■ TRY IT ■
Reproduce the line containing "An instance counts as any individually distinguishable tree" and every line after it through the end of the records. Include nothing else.

■ MATERIAL SUPPLIED ■
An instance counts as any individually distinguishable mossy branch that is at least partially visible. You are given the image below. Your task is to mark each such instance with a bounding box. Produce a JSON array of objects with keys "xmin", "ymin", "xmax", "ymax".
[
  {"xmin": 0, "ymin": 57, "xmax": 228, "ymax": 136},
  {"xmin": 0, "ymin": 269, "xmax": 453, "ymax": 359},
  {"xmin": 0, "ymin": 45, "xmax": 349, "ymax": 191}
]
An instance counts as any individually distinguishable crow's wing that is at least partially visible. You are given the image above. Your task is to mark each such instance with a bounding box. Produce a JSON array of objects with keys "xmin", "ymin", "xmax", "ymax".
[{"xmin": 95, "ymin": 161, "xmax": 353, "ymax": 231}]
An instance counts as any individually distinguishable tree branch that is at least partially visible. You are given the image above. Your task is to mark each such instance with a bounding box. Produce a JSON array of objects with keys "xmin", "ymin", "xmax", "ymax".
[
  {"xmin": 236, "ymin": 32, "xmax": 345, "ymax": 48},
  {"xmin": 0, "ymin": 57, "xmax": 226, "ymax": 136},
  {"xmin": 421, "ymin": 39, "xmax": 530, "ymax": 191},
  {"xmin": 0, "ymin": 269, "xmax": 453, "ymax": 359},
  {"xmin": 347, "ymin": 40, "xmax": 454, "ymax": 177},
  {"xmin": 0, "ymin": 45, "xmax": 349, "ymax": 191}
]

■ SOLUTION TO THIS PROBLEM ■
An instance counts as any individually distinguishable tree branch that is at least partially visible. You are given the image above. Your task is to mark each such instance with a bounding box. Produce a JSON array of objects with keys "xmin", "ymin", "xmax", "ymax".
[
  {"xmin": 236, "ymin": 32, "xmax": 345, "ymax": 48},
  {"xmin": 0, "ymin": 57, "xmax": 226, "ymax": 136},
  {"xmin": 421, "ymin": 39, "xmax": 530, "ymax": 191},
  {"xmin": 0, "ymin": 269, "xmax": 453, "ymax": 359},
  {"xmin": 347, "ymin": 40, "xmax": 454, "ymax": 177},
  {"xmin": 0, "ymin": 45, "xmax": 349, "ymax": 191}
]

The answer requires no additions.